-- Work to be completed --
List every line in the rows below that contains the word "clicks".

-- Available data --
------------------------------------------------------------

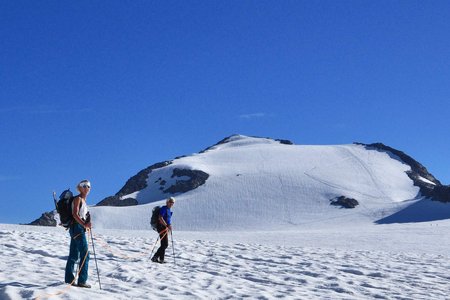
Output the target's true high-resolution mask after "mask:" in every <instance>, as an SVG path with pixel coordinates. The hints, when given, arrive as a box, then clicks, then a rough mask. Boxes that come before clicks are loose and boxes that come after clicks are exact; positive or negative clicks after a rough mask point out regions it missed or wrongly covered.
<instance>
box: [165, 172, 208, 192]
mask: <svg viewBox="0 0 450 300" xmlns="http://www.w3.org/2000/svg"><path fill="white" fill-rule="evenodd" d="M183 176H187V177H189V179H188V180H177V181H176V183H175V184H173V185H171V186H170V187H169V188H167V189H165V190H164V191H163V192H164V193H170V194H177V193H186V192H188V191H191V190H193V189H196V188H198V187H199V186H201V185H202V184H204V183H205V182H206V180H207V179H208V177H209V174H208V173H205V172H203V171H200V170H188V169H178V168H175V169H173V173H172V176H171V178H174V177H183Z"/></svg>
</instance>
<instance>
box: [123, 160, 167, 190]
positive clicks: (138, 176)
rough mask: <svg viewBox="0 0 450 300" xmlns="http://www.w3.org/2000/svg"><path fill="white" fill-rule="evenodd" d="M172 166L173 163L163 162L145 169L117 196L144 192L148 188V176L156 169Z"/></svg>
mask: <svg viewBox="0 0 450 300" xmlns="http://www.w3.org/2000/svg"><path fill="white" fill-rule="evenodd" d="M170 164H172V161H163V162H159V163H156V164H154V165H151V166H150V167H148V168H145V169H144V170H142V171H140V172H139V173H137V174H136V175H134V176H133V177H131V178H130V179H128V181H127V182H126V183H125V185H124V186H123V187H122V188H121V189H120V190H119V191H118V192H117V194H116V195H117V196H121V195H129V194H131V193H134V192H138V191H140V190H143V189H145V188H146V187H147V178H148V175H149V174H150V173H151V172H152V171H153V170H155V169H159V168H163V167H166V166H168V165H170Z"/></svg>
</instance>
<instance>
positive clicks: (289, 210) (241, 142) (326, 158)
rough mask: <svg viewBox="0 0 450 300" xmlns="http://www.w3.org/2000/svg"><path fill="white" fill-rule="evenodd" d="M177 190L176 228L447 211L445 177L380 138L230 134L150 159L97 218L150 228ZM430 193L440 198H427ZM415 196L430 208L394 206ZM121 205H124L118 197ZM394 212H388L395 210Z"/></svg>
mask: <svg viewBox="0 0 450 300" xmlns="http://www.w3.org/2000/svg"><path fill="white" fill-rule="evenodd" d="M169 196H175V197H176V199H177V202H176V204H175V207H174V223H175V224H176V228H177V229H178V230H205V231H210V230H267V229H269V230H274V229H280V228H290V227H297V226H327V225H330V226H336V225H342V224H344V225H348V224H357V223H358V222H379V223H391V222H397V221H398V222H415V221H423V220H427V218H428V219H430V218H431V219H433V218H434V219H436V218H438V219H439V218H449V217H450V213H447V212H450V210H449V209H450V205H447V204H444V203H442V202H447V201H450V189H449V186H443V185H442V184H441V183H440V182H439V181H438V180H437V179H435V178H434V176H433V175H431V174H430V173H428V172H427V171H426V168H424V167H423V166H422V165H421V164H420V163H418V162H416V161H415V160H414V159H412V158H411V157H409V156H407V155H406V154H404V153H403V152H401V151H398V150H395V149H393V148H390V147H388V146H385V145H383V144H380V143H378V144H370V145H366V144H350V145H331V146H311V145H294V144H292V143H291V142H290V141H287V140H274V139H269V138H258V137H249V136H243V135H233V136H230V137H228V138H225V139H223V140H222V141H220V142H219V143H217V144H215V145H214V146H211V147H208V148H206V149H205V150H203V151H201V152H200V153H196V154H193V155H190V156H184V157H178V158H175V159H173V160H171V161H165V162H161V163H157V164H154V165H152V166H150V167H148V168H146V169H143V170H142V171H140V172H139V173H138V174H136V175H135V176H133V177H131V178H130V179H129V180H128V181H127V182H126V184H125V185H124V187H123V188H122V189H121V190H120V191H119V192H118V193H117V194H116V195H114V196H111V197H107V198H105V199H103V200H102V201H100V202H99V203H98V204H97V206H95V207H92V208H91V211H92V216H93V221H94V224H96V227H98V228H122V229H149V228H150V224H149V220H150V215H151V210H152V208H153V207H154V206H155V205H161V204H163V203H164V199H166V198H167V197H169ZM431 200H439V201H440V202H438V201H431ZM412 205H416V206H417V205H418V206H417V207H418V209H419V210H421V209H423V206H424V205H425V206H426V207H427V210H430V213H429V214H428V213H425V215H426V216H427V218H425V219H423V218H421V217H418V216H417V215H416V214H417V209H415V210H414V211H413V212H412V213H411V214H408V215H406V216H405V215H404V214H402V213H401V212H402V211H405V210H407V209H408V208H409V207H411V206H412ZM117 206H121V207H117ZM393 216H394V217H393Z"/></svg>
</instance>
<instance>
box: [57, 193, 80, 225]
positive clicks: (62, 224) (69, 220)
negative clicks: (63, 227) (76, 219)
mask: <svg viewBox="0 0 450 300" xmlns="http://www.w3.org/2000/svg"><path fill="white" fill-rule="evenodd" d="M53 198H54V200H55V206H56V211H57V212H58V214H59V220H60V224H59V225H61V226H63V227H64V228H66V229H67V228H69V226H70V224H71V223H72V220H73V216H72V202H73V199H74V198H75V197H74V196H73V193H72V192H71V191H70V189H67V190H65V191H64V192H62V193H61V195H60V196H59V200H58V202H56V196H55V193H53Z"/></svg>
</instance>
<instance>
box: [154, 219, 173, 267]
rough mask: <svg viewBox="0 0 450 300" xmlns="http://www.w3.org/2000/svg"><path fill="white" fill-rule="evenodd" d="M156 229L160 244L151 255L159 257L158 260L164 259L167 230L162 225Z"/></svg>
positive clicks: (166, 242) (167, 239)
mask: <svg viewBox="0 0 450 300" xmlns="http://www.w3.org/2000/svg"><path fill="white" fill-rule="evenodd" d="M157 229H158V232H159V238H160V240H161V246H160V247H159V248H158V250H157V251H156V253H155V255H154V256H153V257H156V258H159V261H164V255H165V254H166V249H167V247H168V246H169V230H165V229H166V228H165V227H164V226H158V227H157Z"/></svg>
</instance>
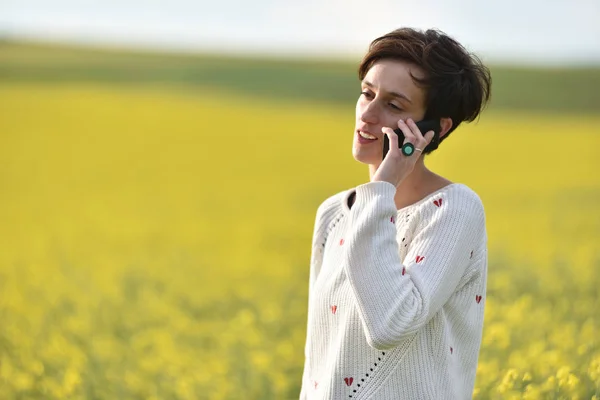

------------------------------------------------------------

-- Answer to the exercise --
Output the target's true high-resolution mask after "mask:" in every <instance>, as an SVG path with pixel coordinates. The hints, when given, arrive as a box, then clicks, then a rough mask. Boxes that come before clicks are loose and boxes that come after clicks are exact; positive or negative clicks after a rough mask point out regions it missed or wrongly covered.
positive clicks: (138, 176)
positive clicks: (289, 210) (241, 142) (326, 158)
positive clicks: (62, 224) (69, 220)
negative clicks: (63, 227) (76, 219)
positive clicks: (166, 242) (167, 239)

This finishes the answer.